BEGIN
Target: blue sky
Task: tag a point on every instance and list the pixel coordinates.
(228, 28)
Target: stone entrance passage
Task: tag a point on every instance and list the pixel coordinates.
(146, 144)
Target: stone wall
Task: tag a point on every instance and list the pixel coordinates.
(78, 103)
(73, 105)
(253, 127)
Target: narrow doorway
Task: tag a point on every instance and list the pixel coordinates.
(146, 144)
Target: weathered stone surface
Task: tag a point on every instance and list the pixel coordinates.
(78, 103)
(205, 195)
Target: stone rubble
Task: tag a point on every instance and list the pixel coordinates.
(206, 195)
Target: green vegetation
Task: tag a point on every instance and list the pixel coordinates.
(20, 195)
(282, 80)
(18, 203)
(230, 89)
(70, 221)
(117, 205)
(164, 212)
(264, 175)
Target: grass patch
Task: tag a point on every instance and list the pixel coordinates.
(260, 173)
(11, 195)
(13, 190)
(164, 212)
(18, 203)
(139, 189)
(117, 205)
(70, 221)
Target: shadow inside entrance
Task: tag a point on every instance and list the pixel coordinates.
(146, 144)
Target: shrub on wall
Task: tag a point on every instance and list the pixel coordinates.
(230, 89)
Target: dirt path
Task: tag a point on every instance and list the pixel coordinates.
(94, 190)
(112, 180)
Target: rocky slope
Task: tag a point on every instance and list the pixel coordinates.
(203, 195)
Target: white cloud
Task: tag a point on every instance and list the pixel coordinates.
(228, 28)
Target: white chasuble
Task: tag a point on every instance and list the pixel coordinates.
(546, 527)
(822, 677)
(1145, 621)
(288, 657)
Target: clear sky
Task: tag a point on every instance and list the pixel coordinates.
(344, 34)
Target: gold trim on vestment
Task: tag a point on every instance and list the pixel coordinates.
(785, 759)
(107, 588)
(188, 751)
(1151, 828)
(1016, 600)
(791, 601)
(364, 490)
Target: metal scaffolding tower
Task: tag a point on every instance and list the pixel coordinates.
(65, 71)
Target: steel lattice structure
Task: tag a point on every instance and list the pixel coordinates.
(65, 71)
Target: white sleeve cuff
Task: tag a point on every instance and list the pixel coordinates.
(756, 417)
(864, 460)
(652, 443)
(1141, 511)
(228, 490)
END
◆ How to complete this task:
What is needed is a word-for-word restatement of all the data.

◆ Answer:
Target: blue sky
Task: tag a point on every instance and list the pixel coordinates.
(228, 28)
Target: stone entrance passage
Task: tag a point on every instance and list the pixel coordinates.
(146, 144)
Target: stone wall
Task: tag a point on every instance and list the pixel coordinates.
(78, 103)
(73, 105)
(253, 127)
Target: narrow doorway
Task: tag a point on every instance and list the pixel coordinates.
(146, 144)
Target: weathered stone surface
Task: tag a point on every instance and list the pixel coordinates.
(78, 103)
(205, 195)
Target: stone rubble
Task: tag a point on every instance and list the pixel coordinates.
(206, 195)
Target: green vegetation
Task: tag a point on every instance and list the pixel coordinates.
(20, 195)
(282, 80)
(18, 203)
(230, 89)
(70, 221)
(117, 205)
(164, 212)
(264, 175)
Target: grass patch
Task: tag a point on every instance and list the pixel coordinates.
(260, 173)
(11, 195)
(13, 190)
(164, 212)
(18, 203)
(139, 189)
(117, 205)
(70, 221)
Target: shadow inside entrance
Task: tag a point on every instance and list the pixel coordinates.
(146, 144)
Target: shrub on wall
Task: tag a point on every instance and list the pixel coordinates.
(230, 89)
Target: dirt path
Task: tag a point on every instance and list the pixel coordinates.
(94, 190)
(112, 180)
Target: rocky slope
Task: tag a point on every instance and list the pixel coordinates.
(203, 195)
Target: white cloud
Task: tag a point on every instance and list the pixel coordinates.
(228, 28)
Target: white chasuble
Task: tag a point on every instance and list the pixel coordinates.
(546, 527)
(822, 677)
(1145, 621)
(288, 657)
Target: clear sky
Task: tag a point on every instance and list the pixel coordinates.
(344, 34)
Target: gold trim on vestment
Task: tag a point on every instance and list the pixel coordinates.
(785, 759)
(107, 588)
(188, 751)
(1151, 828)
(1016, 600)
(791, 601)
(364, 490)
Target: metal scaffolding tower
Task: tag a point on every instance and list the pixel coordinates.
(65, 71)
Target: steel lattice structure
Task: tag a point on every instance and list the pixel coordinates.
(65, 71)
Target: white sleeve cuff
Task: tag a point on every instance and list the pixel coordinates.
(756, 417)
(864, 460)
(652, 443)
(1141, 511)
(228, 490)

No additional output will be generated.